* **Action item**
Only the lines from the one containing "on the wooden" through the one containing "on the brick" should be printed, exactly as they appear below, with both ends included.

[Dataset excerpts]
>>>>

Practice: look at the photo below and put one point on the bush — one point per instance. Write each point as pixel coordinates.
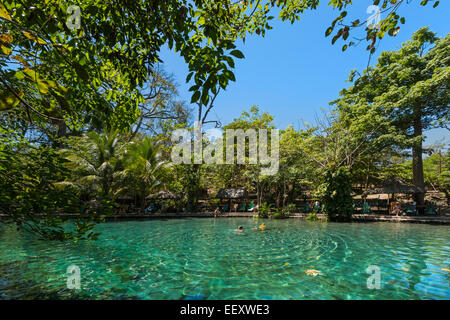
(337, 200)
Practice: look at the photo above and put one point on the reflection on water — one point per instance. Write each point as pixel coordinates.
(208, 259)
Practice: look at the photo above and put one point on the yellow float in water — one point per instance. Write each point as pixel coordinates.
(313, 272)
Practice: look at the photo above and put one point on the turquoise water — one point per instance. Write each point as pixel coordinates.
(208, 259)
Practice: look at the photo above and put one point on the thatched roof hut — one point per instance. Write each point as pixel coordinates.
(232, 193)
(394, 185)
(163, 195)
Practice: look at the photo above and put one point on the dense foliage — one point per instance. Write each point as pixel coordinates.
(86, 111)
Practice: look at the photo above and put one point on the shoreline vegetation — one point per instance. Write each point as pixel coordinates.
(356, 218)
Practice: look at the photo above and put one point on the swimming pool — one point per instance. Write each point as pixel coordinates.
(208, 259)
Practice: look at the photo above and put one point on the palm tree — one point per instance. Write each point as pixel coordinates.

<<<<
>>>>

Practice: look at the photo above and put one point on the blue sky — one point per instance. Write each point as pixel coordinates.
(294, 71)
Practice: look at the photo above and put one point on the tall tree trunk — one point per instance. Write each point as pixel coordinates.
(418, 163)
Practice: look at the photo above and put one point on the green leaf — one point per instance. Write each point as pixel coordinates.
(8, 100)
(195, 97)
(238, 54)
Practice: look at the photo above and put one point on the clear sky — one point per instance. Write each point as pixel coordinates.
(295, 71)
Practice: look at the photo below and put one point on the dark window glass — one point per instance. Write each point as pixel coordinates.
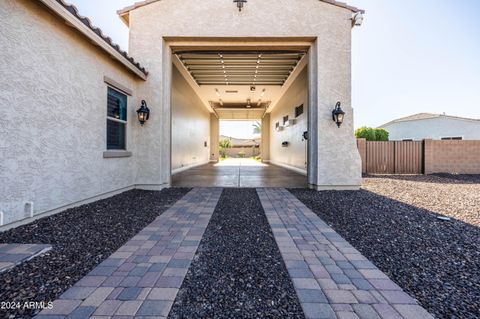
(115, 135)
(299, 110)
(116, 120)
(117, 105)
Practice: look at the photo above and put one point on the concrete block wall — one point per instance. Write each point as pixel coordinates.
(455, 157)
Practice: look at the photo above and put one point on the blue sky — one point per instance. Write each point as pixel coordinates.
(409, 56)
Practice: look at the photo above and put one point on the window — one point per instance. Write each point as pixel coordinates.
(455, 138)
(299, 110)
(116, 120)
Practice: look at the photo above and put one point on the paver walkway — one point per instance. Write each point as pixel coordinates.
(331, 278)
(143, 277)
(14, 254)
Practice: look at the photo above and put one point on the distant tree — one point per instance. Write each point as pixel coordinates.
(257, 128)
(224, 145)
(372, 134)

<<<<
>>>>

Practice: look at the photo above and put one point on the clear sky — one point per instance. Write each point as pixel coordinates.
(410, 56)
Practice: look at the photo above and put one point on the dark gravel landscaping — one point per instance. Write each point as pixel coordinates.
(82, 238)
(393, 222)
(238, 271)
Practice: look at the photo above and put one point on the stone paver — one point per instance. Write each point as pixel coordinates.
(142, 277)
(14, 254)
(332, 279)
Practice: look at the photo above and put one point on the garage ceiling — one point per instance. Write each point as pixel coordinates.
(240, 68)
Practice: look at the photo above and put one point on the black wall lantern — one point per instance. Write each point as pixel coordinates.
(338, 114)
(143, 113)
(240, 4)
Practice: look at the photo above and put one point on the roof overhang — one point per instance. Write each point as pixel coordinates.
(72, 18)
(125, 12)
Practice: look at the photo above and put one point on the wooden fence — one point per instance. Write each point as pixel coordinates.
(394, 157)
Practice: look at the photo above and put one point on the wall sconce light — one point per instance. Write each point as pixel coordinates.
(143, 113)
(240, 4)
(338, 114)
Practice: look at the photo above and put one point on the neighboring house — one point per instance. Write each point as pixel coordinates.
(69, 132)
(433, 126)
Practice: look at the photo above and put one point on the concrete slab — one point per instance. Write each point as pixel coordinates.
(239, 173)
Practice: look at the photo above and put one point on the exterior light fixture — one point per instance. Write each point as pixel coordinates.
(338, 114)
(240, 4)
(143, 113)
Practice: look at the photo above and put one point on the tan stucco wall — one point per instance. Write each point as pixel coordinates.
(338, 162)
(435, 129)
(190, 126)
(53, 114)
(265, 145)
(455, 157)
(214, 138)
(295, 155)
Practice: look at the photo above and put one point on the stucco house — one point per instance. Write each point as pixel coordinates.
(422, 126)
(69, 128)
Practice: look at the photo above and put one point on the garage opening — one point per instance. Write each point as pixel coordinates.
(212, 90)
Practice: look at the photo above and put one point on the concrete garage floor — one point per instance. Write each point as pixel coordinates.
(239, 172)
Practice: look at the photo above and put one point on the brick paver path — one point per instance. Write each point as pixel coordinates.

<<<<

* **Response to the exercise**
Practice: look at the photo above and put one point on the wooden fence — one point per instance. Write each point as pixel coordinates.
(394, 157)
Practice: look at the photo above and put one point on the wall sconce light — one point per instance. Write each point as pixel coordinates.
(143, 113)
(240, 4)
(338, 114)
Practice: look at the photo above and put one point on the neighboring house — one point per instance. Write each point as pixel coordinates.
(69, 132)
(433, 126)
Practice: look at the photo above and put one point on the concrete slab — one point per instance. Write each point as pixel coordinates.
(239, 173)
Practice: look at the photo above and put one point on the exterior light fixture — one point per instance. Write each point as pixel coordinates.
(338, 114)
(240, 4)
(143, 113)
Practice: look at the photo above and put one point on the tan stucco wall — one point per instance. Write each point as pixel coordinates.
(338, 162)
(435, 129)
(190, 126)
(53, 114)
(265, 145)
(455, 157)
(214, 138)
(295, 155)
Practice: look at the photo above and put one point on the stucco house — one point per instance. Write each point as pixel coordinates.
(422, 126)
(69, 128)
Practice: look at the photo above and put one point on the garage opening — one point per instance. Write each point as pixel coordinates.
(212, 90)
Practice: look at the photo above and put one point on the concrete garage floor — one point per instance. Write each point as pixel coordinates.
(239, 172)
Practice: look at the photo above and put one point on the brick paver path — one point per instance. Write each point as pixel coordinates.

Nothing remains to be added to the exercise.